MATERIALS PROVIDED:
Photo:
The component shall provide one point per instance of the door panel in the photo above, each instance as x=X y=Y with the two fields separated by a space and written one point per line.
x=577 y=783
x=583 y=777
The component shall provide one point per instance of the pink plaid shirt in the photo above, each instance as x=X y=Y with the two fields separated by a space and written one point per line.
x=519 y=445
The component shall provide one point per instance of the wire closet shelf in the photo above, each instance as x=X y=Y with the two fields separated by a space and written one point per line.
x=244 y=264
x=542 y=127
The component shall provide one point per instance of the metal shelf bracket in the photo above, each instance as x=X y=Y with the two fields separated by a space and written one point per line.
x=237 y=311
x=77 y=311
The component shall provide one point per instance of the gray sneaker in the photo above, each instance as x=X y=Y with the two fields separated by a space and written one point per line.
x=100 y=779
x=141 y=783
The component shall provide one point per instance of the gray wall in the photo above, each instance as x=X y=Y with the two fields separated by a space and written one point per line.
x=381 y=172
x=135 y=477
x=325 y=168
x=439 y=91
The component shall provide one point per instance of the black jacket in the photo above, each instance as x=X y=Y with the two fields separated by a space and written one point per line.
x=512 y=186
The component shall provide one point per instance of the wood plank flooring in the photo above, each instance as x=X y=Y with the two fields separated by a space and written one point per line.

DESCRIPTION OF THE TASK: Print the lines above exactly, starting at the line that contains "The component shall provide one point per instance of the wire" and ending with the last line.

TASK OUTPUT:
The component shall provide one point per instance of the wire closet shelf in the photo above, each instance as x=X y=Y with the two fields separated by a space and written one point per line.
x=244 y=264
x=542 y=127
The component shall provide one point per instance of the metal shelf bracket in the photo above, each instance as x=X y=Y with the two fields separated by a space and written one point per line.
x=237 y=311
x=77 y=311
The component shall provide one point per instance of the gray sneaker in the photo above, each instance as x=X y=Y with the two fields separated by a space and written one point per line.
x=100 y=779
x=141 y=783
The component shall provide one point per instance of the gray wall in the photo above, each instance as x=X y=Y with the two fields separated by a space and written one point per line.
x=381 y=172
x=135 y=477
x=325 y=168
x=439 y=91
The component shall provide one point per instance of the black jacket in the photo above, each instance as x=X y=Y with the two fields separated by a space and written one point per line.
x=512 y=186
The component shall provide one point per instance of the wood plank flooring in the photo above, each instance as x=X y=Y with the two fields separated by a space and written one point per line.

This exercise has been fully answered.